Exercise: Reproduce word for word the stretch of the listing from its start through the line containing "[53,269,219,309]", including both ends.

[Listing excerpted from a collection]
★ ★ ★ ★ ★
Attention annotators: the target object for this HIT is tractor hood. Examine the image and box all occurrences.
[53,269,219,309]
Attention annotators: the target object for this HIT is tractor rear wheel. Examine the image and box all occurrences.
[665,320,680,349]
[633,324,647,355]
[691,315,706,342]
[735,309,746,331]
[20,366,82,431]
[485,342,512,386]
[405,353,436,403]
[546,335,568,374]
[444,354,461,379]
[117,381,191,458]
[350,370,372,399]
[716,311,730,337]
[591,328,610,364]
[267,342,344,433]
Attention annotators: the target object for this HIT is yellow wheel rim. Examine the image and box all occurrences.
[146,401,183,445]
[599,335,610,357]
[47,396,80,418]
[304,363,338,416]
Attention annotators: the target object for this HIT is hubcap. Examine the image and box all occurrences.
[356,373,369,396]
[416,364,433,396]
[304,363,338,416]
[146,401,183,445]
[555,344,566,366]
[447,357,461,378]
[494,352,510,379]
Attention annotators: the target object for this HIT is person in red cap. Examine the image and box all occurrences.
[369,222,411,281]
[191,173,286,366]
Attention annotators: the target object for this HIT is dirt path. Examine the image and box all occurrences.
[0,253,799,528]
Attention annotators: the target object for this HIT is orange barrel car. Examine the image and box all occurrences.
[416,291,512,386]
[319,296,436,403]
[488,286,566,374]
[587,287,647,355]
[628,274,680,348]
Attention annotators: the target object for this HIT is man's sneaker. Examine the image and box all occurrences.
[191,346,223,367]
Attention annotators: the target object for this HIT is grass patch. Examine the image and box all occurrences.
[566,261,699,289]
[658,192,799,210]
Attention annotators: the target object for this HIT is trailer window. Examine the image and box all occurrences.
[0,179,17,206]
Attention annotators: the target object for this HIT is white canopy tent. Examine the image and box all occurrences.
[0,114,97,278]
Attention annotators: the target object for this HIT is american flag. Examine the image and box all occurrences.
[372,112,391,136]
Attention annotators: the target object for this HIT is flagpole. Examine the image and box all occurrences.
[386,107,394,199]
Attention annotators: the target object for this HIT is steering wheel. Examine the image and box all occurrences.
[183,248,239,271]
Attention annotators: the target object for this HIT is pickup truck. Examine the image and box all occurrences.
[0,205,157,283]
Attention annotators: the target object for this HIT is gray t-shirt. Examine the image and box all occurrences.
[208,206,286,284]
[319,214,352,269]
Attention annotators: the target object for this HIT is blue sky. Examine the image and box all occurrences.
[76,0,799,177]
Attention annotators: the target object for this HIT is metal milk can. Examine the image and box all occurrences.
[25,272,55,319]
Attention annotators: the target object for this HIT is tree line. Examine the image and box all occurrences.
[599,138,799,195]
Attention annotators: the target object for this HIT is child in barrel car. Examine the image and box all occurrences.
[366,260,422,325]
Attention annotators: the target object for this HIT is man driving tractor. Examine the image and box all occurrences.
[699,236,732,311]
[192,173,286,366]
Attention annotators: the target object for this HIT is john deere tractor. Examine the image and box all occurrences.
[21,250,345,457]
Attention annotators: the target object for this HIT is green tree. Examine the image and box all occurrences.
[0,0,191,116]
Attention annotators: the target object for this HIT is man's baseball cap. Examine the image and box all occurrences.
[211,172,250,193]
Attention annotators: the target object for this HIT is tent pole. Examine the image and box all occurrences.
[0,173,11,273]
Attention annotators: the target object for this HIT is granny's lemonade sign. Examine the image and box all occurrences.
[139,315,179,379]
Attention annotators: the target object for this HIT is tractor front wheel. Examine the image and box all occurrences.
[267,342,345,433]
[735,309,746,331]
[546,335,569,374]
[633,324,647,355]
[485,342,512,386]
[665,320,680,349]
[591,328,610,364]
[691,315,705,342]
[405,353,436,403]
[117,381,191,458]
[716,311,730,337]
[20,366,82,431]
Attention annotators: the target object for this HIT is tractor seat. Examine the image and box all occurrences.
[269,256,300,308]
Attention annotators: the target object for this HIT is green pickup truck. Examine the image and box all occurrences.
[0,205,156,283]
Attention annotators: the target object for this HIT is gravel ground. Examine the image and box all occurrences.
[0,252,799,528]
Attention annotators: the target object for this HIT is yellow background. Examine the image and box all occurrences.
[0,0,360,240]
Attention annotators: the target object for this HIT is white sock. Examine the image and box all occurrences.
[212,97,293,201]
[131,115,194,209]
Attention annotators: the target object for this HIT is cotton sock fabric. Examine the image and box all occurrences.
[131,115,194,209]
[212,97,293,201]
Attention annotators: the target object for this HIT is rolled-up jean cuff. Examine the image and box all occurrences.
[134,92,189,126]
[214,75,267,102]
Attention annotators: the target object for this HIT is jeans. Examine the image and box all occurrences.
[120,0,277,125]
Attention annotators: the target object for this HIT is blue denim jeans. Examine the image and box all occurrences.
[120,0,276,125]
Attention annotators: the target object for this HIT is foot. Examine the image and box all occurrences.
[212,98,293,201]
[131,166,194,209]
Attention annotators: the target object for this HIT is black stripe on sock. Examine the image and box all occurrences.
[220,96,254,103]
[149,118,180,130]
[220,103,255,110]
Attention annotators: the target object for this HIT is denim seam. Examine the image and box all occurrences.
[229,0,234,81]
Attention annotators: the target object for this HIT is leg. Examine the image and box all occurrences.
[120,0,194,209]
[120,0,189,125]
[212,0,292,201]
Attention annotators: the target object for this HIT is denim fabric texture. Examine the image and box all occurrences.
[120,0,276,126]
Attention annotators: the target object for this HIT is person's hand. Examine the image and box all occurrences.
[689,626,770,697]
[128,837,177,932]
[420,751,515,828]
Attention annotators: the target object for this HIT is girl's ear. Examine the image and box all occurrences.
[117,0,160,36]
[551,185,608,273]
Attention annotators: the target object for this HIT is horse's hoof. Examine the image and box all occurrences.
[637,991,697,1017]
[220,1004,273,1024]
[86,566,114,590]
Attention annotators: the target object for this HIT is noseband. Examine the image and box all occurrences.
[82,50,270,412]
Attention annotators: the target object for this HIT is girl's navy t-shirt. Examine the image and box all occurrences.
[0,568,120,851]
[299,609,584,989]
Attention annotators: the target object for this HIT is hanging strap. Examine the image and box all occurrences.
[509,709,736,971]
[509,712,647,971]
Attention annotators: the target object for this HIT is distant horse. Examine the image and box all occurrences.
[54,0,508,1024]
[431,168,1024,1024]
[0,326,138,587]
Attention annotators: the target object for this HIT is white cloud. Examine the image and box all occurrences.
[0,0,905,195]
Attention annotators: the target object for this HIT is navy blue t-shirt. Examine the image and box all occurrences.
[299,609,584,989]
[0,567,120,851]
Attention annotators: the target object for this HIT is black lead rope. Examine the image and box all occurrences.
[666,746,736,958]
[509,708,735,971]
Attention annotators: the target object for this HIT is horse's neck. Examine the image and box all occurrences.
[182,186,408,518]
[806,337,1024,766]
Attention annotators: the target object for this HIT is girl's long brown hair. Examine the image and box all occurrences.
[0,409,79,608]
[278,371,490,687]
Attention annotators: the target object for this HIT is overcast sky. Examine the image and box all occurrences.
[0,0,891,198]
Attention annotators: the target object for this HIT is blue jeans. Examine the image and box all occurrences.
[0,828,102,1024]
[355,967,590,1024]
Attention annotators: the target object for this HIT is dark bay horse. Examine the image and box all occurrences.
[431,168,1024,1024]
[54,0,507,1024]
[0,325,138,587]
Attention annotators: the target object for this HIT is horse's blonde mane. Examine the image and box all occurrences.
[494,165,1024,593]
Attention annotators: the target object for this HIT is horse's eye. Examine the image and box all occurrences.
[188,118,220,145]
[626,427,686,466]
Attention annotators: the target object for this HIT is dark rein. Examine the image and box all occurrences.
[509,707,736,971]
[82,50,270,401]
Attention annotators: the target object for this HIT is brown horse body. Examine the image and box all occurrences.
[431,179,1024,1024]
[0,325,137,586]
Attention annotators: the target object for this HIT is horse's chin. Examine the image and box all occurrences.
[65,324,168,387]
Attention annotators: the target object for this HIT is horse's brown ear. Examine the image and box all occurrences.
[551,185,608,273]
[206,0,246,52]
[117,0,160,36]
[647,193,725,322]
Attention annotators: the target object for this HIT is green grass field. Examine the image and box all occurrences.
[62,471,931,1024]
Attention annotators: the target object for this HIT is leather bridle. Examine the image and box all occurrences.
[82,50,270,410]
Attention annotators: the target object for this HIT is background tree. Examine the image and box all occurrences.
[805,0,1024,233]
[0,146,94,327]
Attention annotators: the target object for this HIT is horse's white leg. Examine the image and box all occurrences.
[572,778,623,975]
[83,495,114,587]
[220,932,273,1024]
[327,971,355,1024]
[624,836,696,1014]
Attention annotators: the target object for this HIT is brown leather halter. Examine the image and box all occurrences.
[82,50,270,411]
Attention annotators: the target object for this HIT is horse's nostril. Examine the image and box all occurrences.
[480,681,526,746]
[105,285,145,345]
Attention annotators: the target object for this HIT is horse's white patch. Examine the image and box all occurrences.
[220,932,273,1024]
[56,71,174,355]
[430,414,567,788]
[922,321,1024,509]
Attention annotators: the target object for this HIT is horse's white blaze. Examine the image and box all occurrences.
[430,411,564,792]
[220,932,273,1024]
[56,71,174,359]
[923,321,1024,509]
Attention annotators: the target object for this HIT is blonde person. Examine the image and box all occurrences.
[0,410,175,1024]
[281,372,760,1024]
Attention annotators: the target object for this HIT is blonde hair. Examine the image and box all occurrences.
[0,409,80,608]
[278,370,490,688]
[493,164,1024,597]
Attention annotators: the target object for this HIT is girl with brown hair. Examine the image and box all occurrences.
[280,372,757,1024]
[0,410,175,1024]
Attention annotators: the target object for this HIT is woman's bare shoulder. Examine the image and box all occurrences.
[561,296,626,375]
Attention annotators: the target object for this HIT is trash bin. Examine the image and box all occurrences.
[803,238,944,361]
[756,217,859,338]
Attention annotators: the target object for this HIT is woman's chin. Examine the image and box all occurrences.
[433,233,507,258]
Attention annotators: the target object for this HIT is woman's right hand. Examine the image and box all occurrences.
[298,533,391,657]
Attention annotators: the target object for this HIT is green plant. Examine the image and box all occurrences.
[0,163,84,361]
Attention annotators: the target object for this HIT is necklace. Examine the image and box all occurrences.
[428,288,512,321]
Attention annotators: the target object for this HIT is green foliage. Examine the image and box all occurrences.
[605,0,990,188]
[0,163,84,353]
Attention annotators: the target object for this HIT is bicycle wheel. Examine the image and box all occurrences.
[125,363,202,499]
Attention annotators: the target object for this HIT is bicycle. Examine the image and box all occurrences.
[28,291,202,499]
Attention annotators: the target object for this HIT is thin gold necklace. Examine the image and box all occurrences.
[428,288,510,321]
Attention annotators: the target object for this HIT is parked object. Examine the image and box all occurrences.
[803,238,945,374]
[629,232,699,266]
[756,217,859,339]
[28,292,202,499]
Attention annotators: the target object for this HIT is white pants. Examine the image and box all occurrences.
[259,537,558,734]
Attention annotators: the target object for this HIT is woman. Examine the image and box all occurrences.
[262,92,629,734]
★ ★ ★ ★ ★
Worked answer:
Attention annotators: the target object for this HIT is tractor hood. Examine the image and box all occurrences.
[53,269,219,309]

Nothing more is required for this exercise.